Scale the items from the line with "- **Object to detect**: the girl's eye" up to and including the line with "top-left (215, 185), bottom-right (234, 195)": copy those lines alone, requests included, with every pixel coordinate in the answers multiplied by 1.4 and rounded to a whole number, halves rounded up. Leave the numbers in the requests and their sample format unchanged.

═════ DATA ENTRIES

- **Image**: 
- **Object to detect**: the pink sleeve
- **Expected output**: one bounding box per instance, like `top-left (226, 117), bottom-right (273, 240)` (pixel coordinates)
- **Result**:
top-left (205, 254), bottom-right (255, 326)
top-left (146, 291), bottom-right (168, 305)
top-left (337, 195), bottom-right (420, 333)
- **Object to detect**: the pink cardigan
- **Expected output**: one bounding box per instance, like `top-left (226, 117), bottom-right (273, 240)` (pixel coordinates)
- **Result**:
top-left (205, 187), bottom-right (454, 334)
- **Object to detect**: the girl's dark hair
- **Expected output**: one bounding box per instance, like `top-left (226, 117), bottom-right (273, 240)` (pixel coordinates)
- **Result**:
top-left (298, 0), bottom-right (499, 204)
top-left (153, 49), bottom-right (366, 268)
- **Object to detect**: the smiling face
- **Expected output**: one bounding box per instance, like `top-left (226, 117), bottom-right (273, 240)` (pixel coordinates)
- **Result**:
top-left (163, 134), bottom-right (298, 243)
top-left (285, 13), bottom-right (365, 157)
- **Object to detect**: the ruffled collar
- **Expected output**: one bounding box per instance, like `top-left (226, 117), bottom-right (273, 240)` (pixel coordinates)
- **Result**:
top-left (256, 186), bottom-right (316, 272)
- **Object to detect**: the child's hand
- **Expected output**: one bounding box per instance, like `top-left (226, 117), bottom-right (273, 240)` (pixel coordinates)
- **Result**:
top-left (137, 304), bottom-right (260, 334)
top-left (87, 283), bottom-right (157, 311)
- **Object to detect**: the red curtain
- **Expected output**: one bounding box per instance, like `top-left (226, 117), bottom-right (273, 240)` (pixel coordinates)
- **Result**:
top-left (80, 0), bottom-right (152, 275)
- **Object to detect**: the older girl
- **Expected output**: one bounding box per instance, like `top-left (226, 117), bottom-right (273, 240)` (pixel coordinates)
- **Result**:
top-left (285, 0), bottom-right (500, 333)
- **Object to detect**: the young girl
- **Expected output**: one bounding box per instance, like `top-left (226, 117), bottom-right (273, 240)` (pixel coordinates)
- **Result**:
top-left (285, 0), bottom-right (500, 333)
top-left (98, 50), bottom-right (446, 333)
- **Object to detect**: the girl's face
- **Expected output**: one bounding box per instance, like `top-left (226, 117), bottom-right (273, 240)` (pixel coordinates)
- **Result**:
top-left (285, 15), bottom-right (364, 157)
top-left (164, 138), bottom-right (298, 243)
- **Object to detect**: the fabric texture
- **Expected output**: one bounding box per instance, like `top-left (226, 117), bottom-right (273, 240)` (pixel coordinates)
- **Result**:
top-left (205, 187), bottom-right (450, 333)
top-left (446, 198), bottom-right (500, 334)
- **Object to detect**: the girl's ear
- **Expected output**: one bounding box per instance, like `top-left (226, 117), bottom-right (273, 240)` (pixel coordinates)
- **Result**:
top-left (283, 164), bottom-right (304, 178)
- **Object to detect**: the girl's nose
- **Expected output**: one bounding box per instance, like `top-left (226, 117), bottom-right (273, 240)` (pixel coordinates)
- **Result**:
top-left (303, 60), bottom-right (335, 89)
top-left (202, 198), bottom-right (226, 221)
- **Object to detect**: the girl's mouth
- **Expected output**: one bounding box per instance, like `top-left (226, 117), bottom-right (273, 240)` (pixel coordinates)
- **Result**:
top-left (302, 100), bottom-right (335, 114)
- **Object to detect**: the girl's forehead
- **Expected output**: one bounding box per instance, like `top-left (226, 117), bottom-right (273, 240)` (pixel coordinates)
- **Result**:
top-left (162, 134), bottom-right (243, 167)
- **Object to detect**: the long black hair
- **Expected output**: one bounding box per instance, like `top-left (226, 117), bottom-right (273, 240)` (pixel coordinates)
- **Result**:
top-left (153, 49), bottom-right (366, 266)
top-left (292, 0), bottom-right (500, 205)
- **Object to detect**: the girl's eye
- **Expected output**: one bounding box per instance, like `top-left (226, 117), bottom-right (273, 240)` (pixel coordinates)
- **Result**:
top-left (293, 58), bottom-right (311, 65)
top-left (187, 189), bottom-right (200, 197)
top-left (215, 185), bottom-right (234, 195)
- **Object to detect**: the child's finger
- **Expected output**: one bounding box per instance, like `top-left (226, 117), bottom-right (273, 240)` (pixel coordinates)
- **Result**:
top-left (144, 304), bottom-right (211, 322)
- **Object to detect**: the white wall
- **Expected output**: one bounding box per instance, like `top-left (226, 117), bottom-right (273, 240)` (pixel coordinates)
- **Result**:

══════════
═════ DATA ENTRIES

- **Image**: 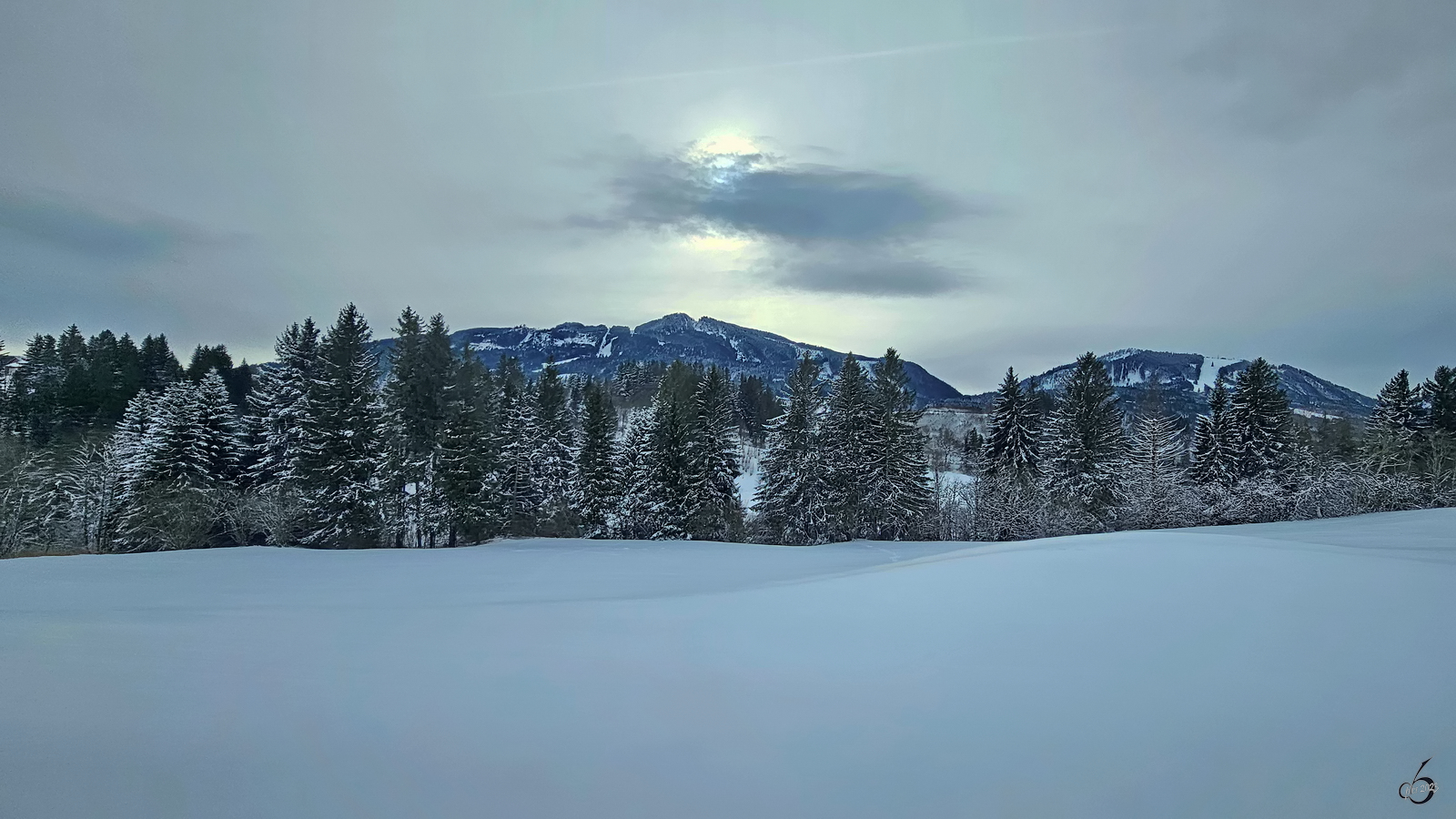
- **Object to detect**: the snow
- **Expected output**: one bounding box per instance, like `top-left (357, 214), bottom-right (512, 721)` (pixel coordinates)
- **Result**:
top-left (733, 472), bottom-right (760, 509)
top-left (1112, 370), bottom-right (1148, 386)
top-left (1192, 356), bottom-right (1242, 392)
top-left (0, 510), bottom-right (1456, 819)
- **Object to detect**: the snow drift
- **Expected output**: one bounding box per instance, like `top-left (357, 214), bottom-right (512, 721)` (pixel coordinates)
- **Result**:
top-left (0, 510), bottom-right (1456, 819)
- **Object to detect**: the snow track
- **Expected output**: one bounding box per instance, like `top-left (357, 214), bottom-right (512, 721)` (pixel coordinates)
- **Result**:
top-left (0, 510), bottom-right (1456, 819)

══════════

[OUTPUT FOR THIS EXERCISE]
- **Object to detect**: the girl's eye
- **Expected output**: one bounding box per instance, like `top-left (226, 117), bottom-right (273, 240)` (pixel coordinates)
- **Result**:
top-left (410, 81), bottom-right (435, 91)
top-left (262, 265), bottom-right (280, 276)
top-left (301, 259), bottom-right (328, 273)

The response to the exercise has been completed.